Document segment —
Define the function \(\tau(t)\) by the formula
\[ \tau(t)=f(t)\,g(t-t_1-2)+f(t-t_1-2)\,g(t-t_1-t_2-4) \]
for \(0\leqslant t\leqslant \omega\). For \(t\leqslant 0\) and \(t\geqslant \omega\) we define the function \(\tau(t)\) as an \(\omega\)-periodic function of \(t\). It is clear that \(\tau(t)\) has derivatives of arbitrary order for all \(t\).
Define the functions \(X(x,y,t)\) and \(Y(x,y,t)\) by the formulas:
\[ X(x,y,t)= \begin{cases} X_1(x,y)\tau(t) & \text{for } k\omega\leqslant t\leqslant k\omega+t_1+2,\\ X_2(x,y)\tau(t) & \text{for } k\omega+t_1+2\leqslant t\leqslant (k+1)\omega, \end{cases} \]
\[ Y(x,y,t)= \begin{cases} Y_1(x,y)\tau(t) & \text{for } k\omega\leqslant t\leqslant k\omega+t_1+2,\\ Y_2(x,y)\tau(t) & \text{for } k\omega+t_1+2\leqslant t\leqslant (k+1)\omega, \end{cases} \]
where \(k=\ldots,-2,-1,0,1,2,\ldots\).

Task requirements —
1. Answer these questions about the passage defining \(\tau(t)\):
(a) On what interval is \(\tau(t)\) given by the formula?
(b) How is \(\tau(t)\) defined for \(t\leqslant 0\) and \(t\geqslant \omega\)?
(c) In the formula for \(X(x,y,t)\), what multiplies \(\tau(t)\) when \(k\omega+t_1+2\leqslant t\leqslant (k+1)\omega\)?
2. Quote the passage defining \(\tau(t)\) word for word from "Define the function \(\tau(t)\) by" to "for all \(t\).".
3. Write what comes next in the passage defining \(\tau(t)\), starting after its final line.

Entries —
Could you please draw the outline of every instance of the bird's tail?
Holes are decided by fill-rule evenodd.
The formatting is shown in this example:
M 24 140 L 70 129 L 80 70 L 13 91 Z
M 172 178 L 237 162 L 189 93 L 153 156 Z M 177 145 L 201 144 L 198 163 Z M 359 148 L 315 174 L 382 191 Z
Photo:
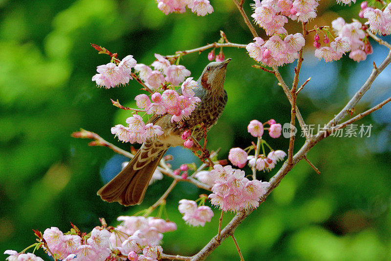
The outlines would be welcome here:
M 143 201 L 151 178 L 167 148 L 161 143 L 144 143 L 128 165 L 97 194 L 109 202 L 125 206 Z

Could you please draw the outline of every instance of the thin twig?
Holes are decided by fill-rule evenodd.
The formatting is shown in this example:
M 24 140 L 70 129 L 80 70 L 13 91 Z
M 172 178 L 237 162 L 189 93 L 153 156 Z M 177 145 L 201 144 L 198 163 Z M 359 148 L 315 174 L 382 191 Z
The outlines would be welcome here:
M 250 22 L 250 20 L 248 19 L 248 17 L 247 15 L 246 14 L 246 12 L 244 12 L 244 10 L 243 10 L 243 6 L 242 2 L 239 3 L 237 0 L 232 0 L 235 3 L 235 5 L 236 5 L 236 7 L 238 7 L 238 9 L 239 10 L 239 12 L 240 12 L 242 17 L 243 17 L 243 19 L 244 20 L 244 23 L 246 23 L 246 24 L 247 25 L 247 27 L 250 29 L 250 31 L 251 32 L 251 33 L 253 34 L 253 36 L 254 37 L 258 37 L 258 34 L 257 33 L 257 31 L 255 30 L 255 28 L 253 26 L 253 24 L 251 24 L 251 22 Z
M 302 27 L 303 28 L 303 35 L 304 37 L 304 42 L 305 42 L 305 38 L 307 36 L 306 23 L 302 23 Z M 296 119 L 296 98 L 297 94 L 296 93 L 296 88 L 299 83 L 299 75 L 300 74 L 300 69 L 302 68 L 302 64 L 304 59 L 303 58 L 303 48 L 300 49 L 299 51 L 299 59 L 297 60 L 297 65 L 295 67 L 295 76 L 293 78 L 293 83 L 292 85 L 292 89 L 290 90 L 290 95 L 292 97 L 292 109 L 291 110 L 290 119 L 290 138 L 289 139 L 289 147 L 288 149 L 288 164 L 292 164 L 292 159 L 293 157 L 293 147 L 295 143 L 295 135 L 293 135 L 294 128 Z
M 238 241 L 236 241 L 236 238 L 235 238 L 235 236 L 234 236 L 234 234 L 232 234 L 231 235 L 231 237 L 232 237 L 232 239 L 234 240 L 234 243 L 235 243 L 236 249 L 238 250 L 238 253 L 239 253 L 239 256 L 240 257 L 240 261 L 244 261 L 244 259 L 243 258 L 243 255 L 242 255 L 241 252 L 240 251 L 240 248 L 239 247 L 239 245 L 238 244 Z
M 101 136 L 92 131 L 89 131 L 83 129 L 80 129 L 80 131 L 74 132 L 71 134 L 73 138 L 80 138 L 82 139 L 91 139 L 94 140 L 88 143 L 89 146 L 103 146 L 108 147 L 119 154 L 123 155 L 130 159 L 132 159 L 134 155 L 126 150 L 119 148 L 113 144 L 107 142 Z
M 349 119 L 348 120 L 347 120 L 346 121 L 345 121 L 345 122 L 341 123 L 340 124 L 338 125 L 338 126 L 336 126 L 335 127 L 333 127 L 332 128 L 331 128 L 330 129 L 327 130 L 327 132 L 329 134 L 329 133 L 332 133 L 334 130 L 336 130 L 337 129 L 342 129 L 342 128 L 345 128 L 345 127 L 346 127 L 348 125 L 352 123 L 354 121 L 358 120 L 359 119 L 365 117 L 367 115 L 368 115 L 369 114 L 370 114 L 372 113 L 372 112 L 374 112 L 375 111 L 377 111 L 377 110 L 379 110 L 379 109 L 381 109 L 381 108 L 383 106 L 384 106 L 384 105 L 385 105 L 386 104 L 390 102 L 390 101 L 391 101 L 391 97 L 390 97 L 388 99 L 384 100 L 382 102 L 380 102 L 380 103 L 379 103 L 378 104 L 377 104 L 375 106 L 371 108 L 369 110 L 368 110 L 365 111 L 363 113 L 361 113 L 360 114 L 359 114 L 358 115 L 356 115 L 356 116 L 355 116 L 354 117 L 351 118 L 351 119 Z
M 369 31 L 369 29 L 367 29 L 366 32 L 367 33 L 368 33 L 368 35 L 372 38 L 372 39 L 373 39 L 374 40 L 379 43 L 379 44 L 384 45 L 384 46 L 387 47 L 389 48 L 389 49 L 391 49 L 391 44 L 389 44 L 385 41 L 383 41 L 383 40 L 381 39 L 380 38 L 379 38 L 379 37 L 378 37 L 377 36 L 372 33 L 372 32 L 370 31 Z
M 184 260 L 185 261 L 190 261 L 192 260 L 192 257 L 184 257 L 183 256 L 179 256 L 176 255 L 174 256 L 173 255 L 167 255 L 167 254 L 161 254 L 162 259 L 169 259 L 170 260 Z
M 319 169 L 318 169 L 318 168 L 317 168 L 317 167 L 316 167 L 316 166 L 315 166 L 315 165 L 314 165 L 313 164 L 312 164 L 311 163 L 311 162 L 310 162 L 310 161 L 309 161 L 309 160 L 308 160 L 308 159 L 307 159 L 307 156 L 304 156 L 304 160 L 305 160 L 305 161 L 306 161 L 306 162 L 307 162 L 308 163 L 308 164 L 309 164 L 309 166 L 311 166 L 311 167 L 312 168 L 313 168 L 313 169 L 314 169 L 314 170 L 315 170 L 315 172 L 316 172 L 316 173 L 317 173 L 318 174 L 320 174 L 320 173 L 321 173 L 321 172 L 319 171 Z
M 255 161 L 254 162 L 254 166 L 251 167 L 253 170 L 253 179 L 257 179 L 257 169 L 256 166 L 257 166 L 257 159 L 258 158 L 258 155 L 260 155 L 260 149 L 261 148 L 261 138 L 258 137 L 257 140 L 257 147 L 255 149 L 255 155 L 254 155 Z
M 167 58 L 178 58 L 182 55 L 189 54 L 189 53 L 193 53 L 194 52 L 199 53 L 210 48 L 219 48 L 220 47 L 235 47 L 236 48 L 245 48 L 247 46 L 247 45 L 240 45 L 239 44 L 234 44 L 233 43 L 225 43 L 223 44 L 219 44 L 218 43 L 215 42 L 213 44 L 207 45 L 198 48 L 191 49 L 190 50 L 178 51 L 175 52 L 175 54 L 173 55 L 166 55 L 165 57 Z
M 311 77 L 310 77 L 309 78 L 308 78 L 308 79 L 307 79 L 307 80 L 306 80 L 306 81 L 305 81 L 305 82 L 304 82 L 304 83 L 303 83 L 303 84 L 302 84 L 302 86 L 300 86 L 300 88 L 299 88 L 299 89 L 297 90 L 297 91 L 296 91 L 296 95 L 298 95 L 298 94 L 299 94 L 299 93 L 300 93 L 300 91 L 301 91 L 302 90 L 303 90 L 303 88 L 304 88 L 304 86 L 305 86 L 305 85 L 306 85 L 307 83 L 308 83 L 308 82 L 309 81 L 310 81 L 310 80 L 311 80 Z
M 276 72 L 274 71 L 269 70 L 268 69 L 265 68 L 264 67 L 263 67 L 261 65 L 258 65 L 258 64 L 255 64 L 254 65 L 252 65 L 251 67 L 253 67 L 253 68 L 256 68 L 257 69 L 261 69 L 261 70 L 264 71 L 266 72 L 269 72 L 269 73 L 271 73 L 271 74 L 272 74 L 273 75 L 276 75 Z
M 119 103 L 119 101 L 118 101 L 118 100 L 115 101 L 112 99 L 110 99 L 111 100 L 111 103 L 112 103 L 113 105 L 115 106 L 117 108 L 119 108 L 120 109 L 122 109 L 122 110 L 125 110 L 125 111 L 133 111 L 134 112 L 142 112 L 146 111 L 145 110 L 141 110 L 140 109 L 133 109 L 132 108 L 130 108 L 129 107 L 125 107 L 123 105 L 121 105 L 121 104 L 120 104 Z
M 220 240 L 220 234 L 221 233 L 221 223 L 223 222 L 223 214 L 224 211 L 221 211 L 221 214 L 220 215 L 220 218 L 218 219 L 218 231 L 217 233 L 217 240 Z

Task answers —
1.
(a) \(0\leqslant t\leqslant \omega\)
(b) As an \(\omega\)-periodic function of \(t\)
(c) \(X_2(x,y)\)

2.
Define the function \(\tau(t)\) by the formula
\[ \tau(t)=f(t)\,g(t-t_1-2)+f(t-t_1-2)\,g(t-t_1-t_2-4) \]
for \(0\leqslant t\leqslant \omega\). For \(t\leqslant 0\) and \(t\geqslant \omega\) we define the function \(\tau(t)\) as an \(\omega\)-periodic function of \(t\). It is clear that \(\tau(t)\) has derivatives of arbitrary order for all \(t\).

3.
It follows from the preceding that the functions \(X\) and \(Y\) are defined, continuous, and have continuous partial derivatives with respect to all their arguments for all \(x,y,t\). These functions have period \(\omega\) in \(t\) and, as follows from (1.5) and (1.16), satisfy the inequality
\[ \frac{\partial X}{\partial x}+\frac{\partial Y}{\partial y}<0 \tag{1.17} \]
for \(t\ne k\omega,\quad t\ne k\omega+t_1+2\quad (k=\ldots,-2,-1,0,1,2,\ldots)\).
2. Consider the system of differential equations
\[ \frac{dx}{dt}=X(x,y,t),\qquad \frac{dy}{dt}=Y(x,y,t). \tag{2.1} \]
For sufficiently large \(|x|\) and \(|y|\), the functions \(X\) and \(Y\) behave as linear functions of \(x\) and \(y\), respectively, with negative coefficients multiplying the argument; hence it follows that system (2.1) is dissipative.
Denote by \(x(t,x_0,y_0,t_0)\), \(y(t,x_0,y_0,t_0)\) the solution of system (2.1) with initial data \(t=t_0,\ x=x_0,\ y=y_0\).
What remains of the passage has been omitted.